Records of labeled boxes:
= = =
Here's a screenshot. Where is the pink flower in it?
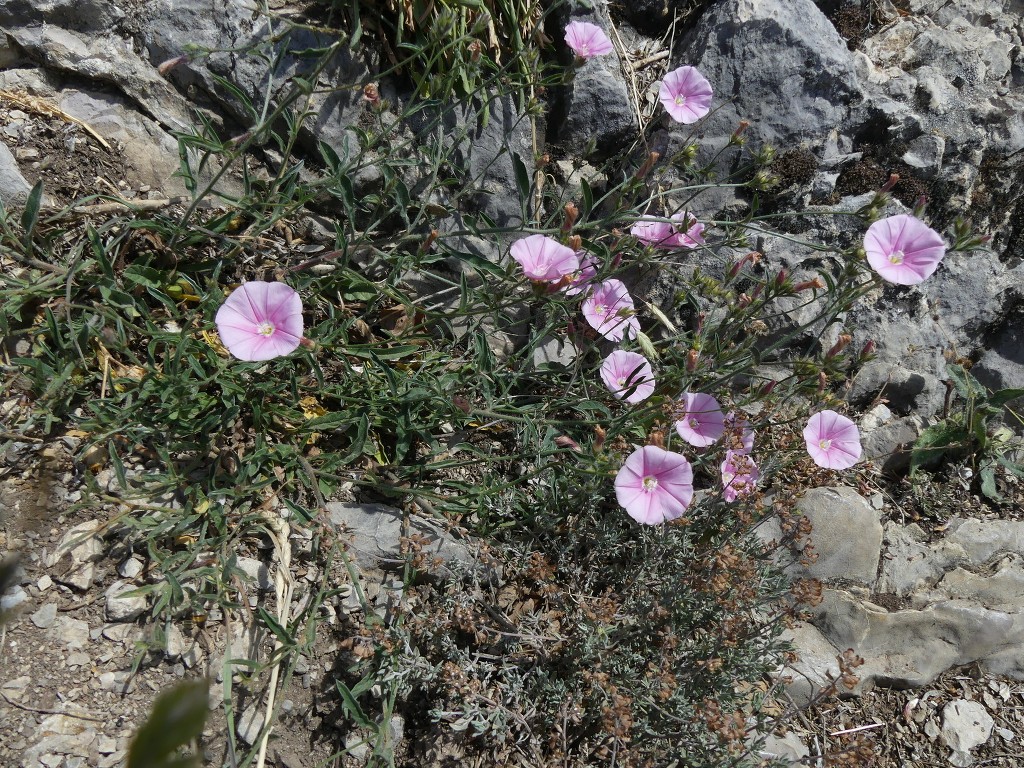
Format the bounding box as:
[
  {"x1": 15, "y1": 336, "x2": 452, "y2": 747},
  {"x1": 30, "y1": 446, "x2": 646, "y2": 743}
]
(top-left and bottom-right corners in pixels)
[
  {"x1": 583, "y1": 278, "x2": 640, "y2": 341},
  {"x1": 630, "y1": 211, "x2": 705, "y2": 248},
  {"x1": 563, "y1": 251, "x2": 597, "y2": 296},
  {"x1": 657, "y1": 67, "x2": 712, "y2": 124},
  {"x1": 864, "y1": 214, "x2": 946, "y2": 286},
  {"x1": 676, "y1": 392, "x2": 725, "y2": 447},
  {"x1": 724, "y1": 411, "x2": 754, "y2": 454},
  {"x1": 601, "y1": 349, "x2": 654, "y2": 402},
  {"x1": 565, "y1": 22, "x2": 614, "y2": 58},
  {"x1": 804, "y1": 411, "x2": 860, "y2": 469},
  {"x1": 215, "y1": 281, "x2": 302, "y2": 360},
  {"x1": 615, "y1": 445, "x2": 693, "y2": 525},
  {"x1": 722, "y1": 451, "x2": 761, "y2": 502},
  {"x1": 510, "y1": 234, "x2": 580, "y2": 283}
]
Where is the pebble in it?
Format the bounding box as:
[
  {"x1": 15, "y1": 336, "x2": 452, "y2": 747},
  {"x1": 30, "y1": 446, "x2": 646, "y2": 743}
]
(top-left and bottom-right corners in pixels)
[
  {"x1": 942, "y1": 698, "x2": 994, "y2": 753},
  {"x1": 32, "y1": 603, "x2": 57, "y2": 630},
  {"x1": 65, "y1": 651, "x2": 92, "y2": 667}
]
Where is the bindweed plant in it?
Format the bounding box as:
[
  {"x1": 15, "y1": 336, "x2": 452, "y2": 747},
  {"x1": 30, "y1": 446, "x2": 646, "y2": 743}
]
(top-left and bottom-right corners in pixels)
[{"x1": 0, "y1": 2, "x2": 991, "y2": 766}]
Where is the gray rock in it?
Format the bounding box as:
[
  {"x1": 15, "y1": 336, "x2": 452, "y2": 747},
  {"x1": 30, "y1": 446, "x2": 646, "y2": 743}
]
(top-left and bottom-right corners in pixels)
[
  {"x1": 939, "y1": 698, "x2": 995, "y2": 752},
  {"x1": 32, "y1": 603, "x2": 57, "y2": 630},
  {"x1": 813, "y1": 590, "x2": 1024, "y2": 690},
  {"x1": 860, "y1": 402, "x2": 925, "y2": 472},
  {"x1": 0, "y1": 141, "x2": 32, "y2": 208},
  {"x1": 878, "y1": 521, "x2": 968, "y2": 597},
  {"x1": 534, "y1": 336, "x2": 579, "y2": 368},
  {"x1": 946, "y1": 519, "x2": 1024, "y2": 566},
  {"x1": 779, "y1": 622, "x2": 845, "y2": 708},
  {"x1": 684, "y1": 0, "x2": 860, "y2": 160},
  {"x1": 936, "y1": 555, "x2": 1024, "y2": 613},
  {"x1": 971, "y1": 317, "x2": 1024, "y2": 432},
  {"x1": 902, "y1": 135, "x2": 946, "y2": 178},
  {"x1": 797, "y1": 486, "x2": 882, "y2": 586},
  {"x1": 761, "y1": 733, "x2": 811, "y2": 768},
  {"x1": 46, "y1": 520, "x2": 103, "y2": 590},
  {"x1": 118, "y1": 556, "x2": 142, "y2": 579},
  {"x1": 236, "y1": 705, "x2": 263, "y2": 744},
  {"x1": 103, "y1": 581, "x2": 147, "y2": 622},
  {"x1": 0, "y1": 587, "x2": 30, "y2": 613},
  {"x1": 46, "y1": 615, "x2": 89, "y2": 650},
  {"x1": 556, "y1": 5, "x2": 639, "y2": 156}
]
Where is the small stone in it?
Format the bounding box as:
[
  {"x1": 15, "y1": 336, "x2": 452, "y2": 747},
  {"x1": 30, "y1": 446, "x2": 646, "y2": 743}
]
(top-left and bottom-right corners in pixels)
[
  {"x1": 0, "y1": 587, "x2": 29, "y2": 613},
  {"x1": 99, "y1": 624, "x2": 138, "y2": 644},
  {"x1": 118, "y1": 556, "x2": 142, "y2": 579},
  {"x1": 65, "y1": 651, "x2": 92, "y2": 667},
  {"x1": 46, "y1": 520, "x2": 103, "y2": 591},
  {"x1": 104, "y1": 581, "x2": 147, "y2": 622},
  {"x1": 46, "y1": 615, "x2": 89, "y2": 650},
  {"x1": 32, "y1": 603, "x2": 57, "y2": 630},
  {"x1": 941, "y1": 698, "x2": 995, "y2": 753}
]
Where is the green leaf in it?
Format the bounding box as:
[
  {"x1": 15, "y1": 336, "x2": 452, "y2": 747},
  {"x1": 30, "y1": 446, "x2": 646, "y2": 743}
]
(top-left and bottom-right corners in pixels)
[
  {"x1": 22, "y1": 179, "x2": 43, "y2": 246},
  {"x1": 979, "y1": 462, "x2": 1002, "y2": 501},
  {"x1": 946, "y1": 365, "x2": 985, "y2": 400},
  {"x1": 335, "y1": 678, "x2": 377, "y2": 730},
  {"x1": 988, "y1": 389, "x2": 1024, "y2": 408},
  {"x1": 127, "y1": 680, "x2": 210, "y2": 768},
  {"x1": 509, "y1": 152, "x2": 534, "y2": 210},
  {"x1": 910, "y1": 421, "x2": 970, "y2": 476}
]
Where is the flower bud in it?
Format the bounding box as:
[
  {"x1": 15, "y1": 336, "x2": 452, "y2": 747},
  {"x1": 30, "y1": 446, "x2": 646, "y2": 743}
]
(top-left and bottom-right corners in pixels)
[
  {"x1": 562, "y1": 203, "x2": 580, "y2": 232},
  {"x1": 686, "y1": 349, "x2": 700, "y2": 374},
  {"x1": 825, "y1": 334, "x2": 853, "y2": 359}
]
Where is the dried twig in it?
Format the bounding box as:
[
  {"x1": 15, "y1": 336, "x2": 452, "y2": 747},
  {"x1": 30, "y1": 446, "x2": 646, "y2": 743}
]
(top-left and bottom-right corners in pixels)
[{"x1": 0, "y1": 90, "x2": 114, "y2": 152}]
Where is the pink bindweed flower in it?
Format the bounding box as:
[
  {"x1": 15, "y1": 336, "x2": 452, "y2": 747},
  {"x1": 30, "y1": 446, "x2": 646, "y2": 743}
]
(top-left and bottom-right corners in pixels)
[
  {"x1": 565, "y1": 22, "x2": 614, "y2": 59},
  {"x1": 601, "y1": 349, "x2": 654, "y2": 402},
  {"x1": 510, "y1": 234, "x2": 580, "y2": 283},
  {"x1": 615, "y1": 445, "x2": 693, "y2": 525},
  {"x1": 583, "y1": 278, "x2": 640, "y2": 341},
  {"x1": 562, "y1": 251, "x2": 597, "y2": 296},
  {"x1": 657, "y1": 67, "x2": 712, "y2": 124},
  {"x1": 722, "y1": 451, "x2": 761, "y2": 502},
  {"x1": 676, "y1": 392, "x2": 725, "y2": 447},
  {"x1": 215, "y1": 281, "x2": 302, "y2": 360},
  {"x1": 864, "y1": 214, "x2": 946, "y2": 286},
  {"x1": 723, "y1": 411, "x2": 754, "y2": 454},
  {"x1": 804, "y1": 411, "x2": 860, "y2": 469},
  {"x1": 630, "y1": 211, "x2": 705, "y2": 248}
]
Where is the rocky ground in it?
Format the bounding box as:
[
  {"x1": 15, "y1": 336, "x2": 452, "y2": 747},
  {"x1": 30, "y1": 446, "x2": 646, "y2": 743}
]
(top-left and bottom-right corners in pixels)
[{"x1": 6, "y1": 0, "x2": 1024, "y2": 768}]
= = =
Written exercise -> Return every one of the lines above word for word, but leave the pictures out.

Answer in full ->
Here's a screenshot. Where is the pink flower in it?
Format the bounding box as:
[
  {"x1": 15, "y1": 336, "x2": 452, "y2": 747},
  {"x1": 30, "y1": 446, "x2": 646, "y2": 743}
]
(top-left and bottom-right corners in pixels)
[
  {"x1": 583, "y1": 278, "x2": 640, "y2": 341},
  {"x1": 630, "y1": 211, "x2": 705, "y2": 248},
  {"x1": 563, "y1": 251, "x2": 597, "y2": 296},
  {"x1": 657, "y1": 67, "x2": 712, "y2": 124},
  {"x1": 864, "y1": 214, "x2": 946, "y2": 286},
  {"x1": 676, "y1": 392, "x2": 725, "y2": 447},
  {"x1": 724, "y1": 411, "x2": 754, "y2": 454},
  {"x1": 601, "y1": 349, "x2": 654, "y2": 402},
  {"x1": 565, "y1": 22, "x2": 614, "y2": 58},
  {"x1": 804, "y1": 411, "x2": 860, "y2": 469},
  {"x1": 215, "y1": 281, "x2": 302, "y2": 360},
  {"x1": 615, "y1": 445, "x2": 693, "y2": 525},
  {"x1": 722, "y1": 451, "x2": 761, "y2": 502},
  {"x1": 510, "y1": 234, "x2": 580, "y2": 283}
]
Where is the pebble in it?
Format the bounding box as:
[
  {"x1": 15, "y1": 336, "x2": 452, "y2": 747},
  {"x1": 30, "y1": 446, "x2": 646, "y2": 743}
]
(top-left and bottom-right corners in pixels)
[
  {"x1": 942, "y1": 698, "x2": 994, "y2": 753},
  {"x1": 32, "y1": 603, "x2": 57, "y2": 630},
  {"x1": 65, "y1": 651, "x2": 92, "y2": 667}
]
Where is the bindweed plant in it?
Format the bounding box as:
[
  {"x1": 15, "y1": 336, "x2": 452, "y2": 747},
  {"x1": 30, "y1": 446, "x2": 646, "y2": 743}
]
(top-left and bottom-right corners in pixels)
[{"x1": 0, "y1": 2, "x2": 991, "y2": 766}]
Where is the gray rock in it?
Format the bounding box as:
[
  {"x1": 15, "y1": 336, "x2": 452, "y2": 747},
  {"x1": 30, "y1": 446, "x2": 646, "y2": 743}
]
(top-left and bottom-right corners in pixels)
[
  {"x1": 939, "y1": 698, "x2": 995, "y2": 752},
  {"x1": 32, "y1": 603, "x2": 57, "y2": 630},
  {"x1": 813, "y1": 590, "x2": 1024, "y2": 690},
  {"x1": 860, "y1": 402, "x2": 925, "y2": 472},
  {"x1": 0, "y1": 141, "x2": 32, "y2": 208},
  {"x1": 878, "y1": 521, "x2": 968, "y2": 597},
  {"x1": 534, "y1": 336, "x2": 579, "y2": 368},
  {"x1": 946, "y1": 519, "x2": 1024, "y2": 566},
  {"x1": 779, "y1": 622, "x2": 845, "y2": 708},
  {"x1": 684, "y1": 0, "x2": 860, "y2": 160},
  {"x1": 936, "y1": 555, "x2": 1024, "y2": 613},
  {"x1": 971, "y1": 317, "x2": 1024, "y2": 432},
  {"x1": 902, "y1": 135, "x2": 946, "y2": 178},
  {"x1": 797, "y1": 486, "x2": 882, "y2": 586},
  {"x1": 761, "y1": 733, "x2": 811, "y2": 768},
  {"x1": 46, "y1": 520, "x2": 103, "y2": 590},
  {"x1": 118, "y1": 556, "x2": 142, "y2": 579},
  {"x1": 236, "y1": 705, "x2": 263, "y2": 744},
  {"x1": 103, "y1": 581, "x2": 147, "y2": 622},
  {"x1": 0, "y1": 587, "x2": 30, "y2": 613},
  {"x1": 46, "y1": 615, "x2": 89, "y2": 650},
  {"x1": 556, "y1": 5, "x2": 639, "y2": 156}
]
Where is the small stone in it?
Format the bounding box as:
[
  {"x1": 15, "y1": 336, "x2": 452, "y2": 747},
  {"x1": 30, "y1": 446, "x2": 646, "y2": 743}
]
(top-left and bottom-right corners in pixels)
[
  {"x1": 0, "y1": 587, "x2": 29, "y2": 613},
  {"x1": 99, "y1": 624, "x2": 138, "y2": 644},
  {"x1": 118, "y1": 556, "x2": 142, "y2": 579},
  {"x1": 65, "y1": 651, "x2": 92, "y2": 667},
  {"x1": 46, "y1": 520, "x2": 103, "y2": 591},
  {"x1": 104, "y1": 581, "x2": 147, "y2": 622},
  {"x1": 46, "y1": 615, "x2": 89, "y2": 650},
  {"x1": 32, "y1": 603, "x2": 57, "y2": 630},
  {"x1": 941, "y1": 698, "x2": 995, "y2": 753}
]
Where is the green leaf in it?
Format the bounding box as:
[
  {"x1": 15, "y1": 336, "x2": 452, "y2": 747},
  {"x1": 30, "y1": 446, "x2": 646, "y2": 743}
]
(top-left and bottom-right corners in pixels)
[
  {"x1": 22, "y1": 179, "x2": 43, "y2": 246},
  {"x1": 979, "y1": 462, "x2": 1002, "y2": 501},
  {"x1": 946, "y1": 365, "x2": 985, "y2": 400},
  {"x1": 335, "y1": 678, "x2": 377, "y2": 730},
  {"x1": 988, "y1": 389, "x2": 1024, "y2": 408},
  {"x1": 127, "y1": 680, "x2": 210, "y2": 768},
  {"x1": 509, "y1": 152, "x2": 534, "y2": 210},
  {"x1": 910, "y1": 421, "x2": 970, "y2": 476}
]
Where is the flower bud in it?
Format the bounding box as:
[
  {"x1": 15, "y1": 336, "x2": 452, "y2": 747},
  {"x1": 30, "y1": 446, "x2": 646, "y2": 743}
]
(top-left and bottom-right corners in pixels)
[
  {"x1": 562, "y1": 203, "x2": 580, "y2": 232},
  {"x1": 686, "y1": 349, "x2": 700, "y2": 374},
  {"x1": 825, "y1": 334, "x2": 853, "y2": 359}
]
Where is the dried twig in it?
Format the bounding box as:
[
  {"x1": 15, "y1": 336, "x2": 452, "y2": 747},
  {"x1": 30, "y1": 446, "x2": 646, "y2": 743}
]
(top-left and bottom-right corners in pixels)
[{"x1": 0, "y1": 90, "x2": 114, "y2": 152}]
Where is the pink bindweed flower in it?
Format the bounding box as:
[
  {"x1": 15, "y1": 336, "x2": 452, "y2": 747},
  {"x1": 30, "y1": 446, "x2": 646, "y2": 743}
]
(top-left and bottom-right corners in pixels)
[
  {"x1": 565, "y1": 22, "x2": 614, "y2": 59},
  {"x1": 601, "y1": 349, "x2": 654, "y2": 402},
  {"x1": 510, "y1": 234, "x2": 580, "y2": 283},
  {"x1": 615, "y1": 445, "x2": 693, "y2": 525},
  {"x1": 583, "y1": 278, "x2": 640, "y2": 341},
  {"x1": 562, "y1": 251, "x2": 597, "y2": 296},
  {"x1": 657, "y1": 67, "x2": 712, "y2": 124},
  {"x1": 722, "y1": 451, "x2": 761, "y2": 502},
  {"x1": 676, "y1": 392, "x2": 725, "y2": 447},
  {"x1": 215, "y1": 281, "x2": 302, "y2": 360},
  {"x1": 864, "y1": 214, "x2": 946, "y2": 286},
  {"x1": 723, "y1": 411, "x2": 754, "y2": 454},
  {"x1": 804, "y1": 411, "x2": 860, "y2": 469},
  {"x1": 630, "y1": 211, "x2": 705, "y2": 248}
]
Where is the rocky ground in it?
Format the bounding box as:
[
  {"x1": 15, "y1": 336, "x2": 452, "y2": 747},
  {"x1": 30, "y1": 446, "x2": 646, "y2": 743}
]
(top-left and bottom-right corners in pixels)
[{"x1": 6, "y1": 0, "x2": 1024, "y2": 768}]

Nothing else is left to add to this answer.